## Task material
☆ ☆ ☆ ☆

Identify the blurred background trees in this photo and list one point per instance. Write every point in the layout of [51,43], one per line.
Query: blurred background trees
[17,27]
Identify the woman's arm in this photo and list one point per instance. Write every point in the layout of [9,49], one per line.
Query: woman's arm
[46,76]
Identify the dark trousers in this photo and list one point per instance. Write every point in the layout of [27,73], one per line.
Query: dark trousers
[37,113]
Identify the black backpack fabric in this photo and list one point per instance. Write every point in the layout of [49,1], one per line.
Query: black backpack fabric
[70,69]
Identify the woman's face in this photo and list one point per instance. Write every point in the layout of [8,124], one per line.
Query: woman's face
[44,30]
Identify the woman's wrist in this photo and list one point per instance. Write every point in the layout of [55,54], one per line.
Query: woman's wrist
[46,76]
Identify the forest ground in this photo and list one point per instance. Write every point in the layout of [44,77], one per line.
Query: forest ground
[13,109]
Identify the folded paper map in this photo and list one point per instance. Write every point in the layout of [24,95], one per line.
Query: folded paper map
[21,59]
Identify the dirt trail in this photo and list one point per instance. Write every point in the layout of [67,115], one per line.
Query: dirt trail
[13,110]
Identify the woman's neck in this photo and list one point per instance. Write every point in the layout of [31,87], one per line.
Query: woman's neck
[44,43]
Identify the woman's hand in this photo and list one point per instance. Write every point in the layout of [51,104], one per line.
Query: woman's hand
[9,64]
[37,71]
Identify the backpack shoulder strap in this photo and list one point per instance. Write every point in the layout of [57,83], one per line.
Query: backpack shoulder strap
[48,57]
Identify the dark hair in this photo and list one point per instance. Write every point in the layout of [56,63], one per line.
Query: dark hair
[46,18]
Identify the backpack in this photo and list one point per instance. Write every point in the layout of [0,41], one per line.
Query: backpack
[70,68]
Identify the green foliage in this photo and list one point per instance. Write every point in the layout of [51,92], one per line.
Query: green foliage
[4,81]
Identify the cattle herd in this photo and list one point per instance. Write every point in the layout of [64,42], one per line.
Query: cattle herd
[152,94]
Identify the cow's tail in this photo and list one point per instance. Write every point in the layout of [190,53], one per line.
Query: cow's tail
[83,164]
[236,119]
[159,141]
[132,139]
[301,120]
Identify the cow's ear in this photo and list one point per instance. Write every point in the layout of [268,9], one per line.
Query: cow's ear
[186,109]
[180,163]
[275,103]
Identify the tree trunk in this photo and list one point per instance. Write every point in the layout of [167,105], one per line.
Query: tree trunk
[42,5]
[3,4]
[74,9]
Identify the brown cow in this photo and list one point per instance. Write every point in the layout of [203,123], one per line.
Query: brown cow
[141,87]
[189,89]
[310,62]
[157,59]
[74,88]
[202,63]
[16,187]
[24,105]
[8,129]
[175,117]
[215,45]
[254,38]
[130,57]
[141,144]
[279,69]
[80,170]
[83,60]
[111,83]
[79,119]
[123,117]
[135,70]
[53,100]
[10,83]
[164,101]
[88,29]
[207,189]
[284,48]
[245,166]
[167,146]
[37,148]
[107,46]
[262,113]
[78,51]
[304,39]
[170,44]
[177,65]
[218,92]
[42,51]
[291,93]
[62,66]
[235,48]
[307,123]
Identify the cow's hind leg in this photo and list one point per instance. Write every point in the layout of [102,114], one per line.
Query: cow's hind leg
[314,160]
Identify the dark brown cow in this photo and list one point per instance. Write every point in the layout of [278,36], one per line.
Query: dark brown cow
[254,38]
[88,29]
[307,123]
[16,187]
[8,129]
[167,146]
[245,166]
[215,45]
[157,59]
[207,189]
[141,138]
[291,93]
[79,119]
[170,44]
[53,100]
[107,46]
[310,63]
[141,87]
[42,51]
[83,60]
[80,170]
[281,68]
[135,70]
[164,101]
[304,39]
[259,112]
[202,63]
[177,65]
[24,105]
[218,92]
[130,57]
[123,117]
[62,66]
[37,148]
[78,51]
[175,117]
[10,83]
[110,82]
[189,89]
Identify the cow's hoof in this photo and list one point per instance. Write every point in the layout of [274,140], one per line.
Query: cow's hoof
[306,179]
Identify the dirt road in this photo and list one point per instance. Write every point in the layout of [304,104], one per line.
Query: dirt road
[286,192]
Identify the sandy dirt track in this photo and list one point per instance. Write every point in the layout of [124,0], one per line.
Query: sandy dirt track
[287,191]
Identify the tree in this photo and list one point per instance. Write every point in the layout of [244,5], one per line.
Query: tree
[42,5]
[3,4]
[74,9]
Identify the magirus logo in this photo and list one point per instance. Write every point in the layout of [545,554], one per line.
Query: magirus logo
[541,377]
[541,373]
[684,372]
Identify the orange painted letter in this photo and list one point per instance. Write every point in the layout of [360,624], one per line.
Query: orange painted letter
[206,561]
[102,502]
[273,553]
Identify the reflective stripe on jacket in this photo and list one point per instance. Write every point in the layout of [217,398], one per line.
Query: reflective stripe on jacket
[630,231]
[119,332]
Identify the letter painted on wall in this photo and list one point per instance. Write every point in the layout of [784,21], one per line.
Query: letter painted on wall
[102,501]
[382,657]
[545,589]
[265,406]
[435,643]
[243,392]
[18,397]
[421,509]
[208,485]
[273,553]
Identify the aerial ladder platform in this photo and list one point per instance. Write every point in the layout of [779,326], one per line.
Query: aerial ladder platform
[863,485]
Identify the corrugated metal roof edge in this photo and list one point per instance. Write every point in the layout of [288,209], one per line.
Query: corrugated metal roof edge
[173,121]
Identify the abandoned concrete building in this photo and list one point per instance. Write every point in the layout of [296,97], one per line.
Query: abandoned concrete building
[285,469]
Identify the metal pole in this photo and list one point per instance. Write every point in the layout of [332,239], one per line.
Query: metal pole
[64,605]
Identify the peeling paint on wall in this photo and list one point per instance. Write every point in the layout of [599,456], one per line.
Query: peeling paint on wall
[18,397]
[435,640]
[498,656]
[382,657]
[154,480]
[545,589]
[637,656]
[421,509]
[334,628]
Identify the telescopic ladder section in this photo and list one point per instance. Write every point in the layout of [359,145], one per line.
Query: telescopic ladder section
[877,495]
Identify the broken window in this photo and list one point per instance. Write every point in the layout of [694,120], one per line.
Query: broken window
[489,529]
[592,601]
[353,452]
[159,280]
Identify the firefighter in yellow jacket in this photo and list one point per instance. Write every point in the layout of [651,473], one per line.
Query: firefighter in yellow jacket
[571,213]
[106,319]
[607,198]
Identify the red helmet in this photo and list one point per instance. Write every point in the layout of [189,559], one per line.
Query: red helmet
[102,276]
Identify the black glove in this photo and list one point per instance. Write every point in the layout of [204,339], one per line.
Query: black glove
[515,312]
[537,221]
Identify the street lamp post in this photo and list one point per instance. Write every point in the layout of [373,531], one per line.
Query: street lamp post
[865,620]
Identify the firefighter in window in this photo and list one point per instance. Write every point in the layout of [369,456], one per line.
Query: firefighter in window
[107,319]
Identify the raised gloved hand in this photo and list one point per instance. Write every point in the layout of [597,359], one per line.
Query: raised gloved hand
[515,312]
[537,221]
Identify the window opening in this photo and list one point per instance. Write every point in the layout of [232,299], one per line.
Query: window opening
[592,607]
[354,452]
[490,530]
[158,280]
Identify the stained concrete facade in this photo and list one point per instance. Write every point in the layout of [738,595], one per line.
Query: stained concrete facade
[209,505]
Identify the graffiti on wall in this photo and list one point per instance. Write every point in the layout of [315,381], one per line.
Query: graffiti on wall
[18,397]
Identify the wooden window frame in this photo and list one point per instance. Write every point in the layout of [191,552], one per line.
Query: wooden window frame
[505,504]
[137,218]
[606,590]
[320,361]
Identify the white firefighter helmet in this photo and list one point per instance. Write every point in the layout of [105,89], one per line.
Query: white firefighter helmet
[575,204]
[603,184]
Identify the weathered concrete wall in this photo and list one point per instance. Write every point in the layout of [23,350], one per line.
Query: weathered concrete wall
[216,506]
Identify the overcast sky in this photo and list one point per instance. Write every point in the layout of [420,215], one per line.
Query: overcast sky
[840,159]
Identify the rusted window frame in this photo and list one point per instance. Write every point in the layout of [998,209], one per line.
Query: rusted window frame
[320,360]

☆ ☆ ☆ ☆

## Job
Write out exactly the lines from the line holding "Identify the stained" through the last line of the data, and nothing besides those lines.

## The completed task
Identify the stained concrete facade in this photo and list one point per instance. Write every point in the layout of [738,595], one per line.
Query: stained concrete facade
[209,505]
Identify the graffiti on wall in this photo and list one point per instance. Write every point in the layout of [315,381], one per line.
Query: graffiti on wall
[18,397]
Identify the wooden window frame in this photo and list one point per instance. Write every point in the layout of [191,552], one per line.
Query: wooden window frame
[505,504]
[137,218]
[606,590]
[320,361]
Identify the white firefighter helmet in this photo and list one point per instance. Write every point in the layout of [105,89], one per line.
Query: white firefighter helmet
[575,204]
[603,184]
Identify the weathered concrete wall in this photo and list one point per instance. Write every point in the layout of [23,350], one per line.
Query: weathered concrete wall
[216,506]
Identify the overcast sky in this photo and list one point per instance. Write every point in the layout of [420,215], one per line.
Query: overcast sky
[840,159]
Identify the rusted window frame in this photo and list one point per instance. Write every point in the layout of [998,209], one per line.
Query: rusted window frame
[320,360]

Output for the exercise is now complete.